======== Dataset excerpts ========

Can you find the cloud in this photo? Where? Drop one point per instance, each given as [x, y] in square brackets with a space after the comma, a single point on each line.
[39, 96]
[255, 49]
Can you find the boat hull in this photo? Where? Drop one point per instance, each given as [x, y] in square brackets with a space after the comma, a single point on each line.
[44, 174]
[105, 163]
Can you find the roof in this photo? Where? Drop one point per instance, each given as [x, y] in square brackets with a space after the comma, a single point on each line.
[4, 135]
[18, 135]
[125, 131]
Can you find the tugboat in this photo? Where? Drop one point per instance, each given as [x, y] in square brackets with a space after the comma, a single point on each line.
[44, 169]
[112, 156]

========

--- Challenge ---
Reproduce every row above verbatim, keeping the original order and line breaks.

--- Worked solution ---
Can you find the cloud in this photo? Where? Drop one point per instance, each given as [x, y] in square brackets with a space after the comma, a single point on each line.
[39, 96]
[255, 49]
Can you find the boat hull in this photo? Where? Drop one point per instance, each given as [x, y] in square brackets with a space after the comma, a single point on each line.
[44, 174]
[105, 163]
Can you find the roof in this photo? Where? Drop one point per instance, each given as [x, y] in square brackets with a space after the comma, a single point on each line.
[4, 135]
[18, 135]
[125, 131]
Can you find the tugboat in this photo? Where? Drop one point per instance, each given as [x, y] in square brackets with a space after the comma, a single point on each line.
[44, 169]
[112, 156]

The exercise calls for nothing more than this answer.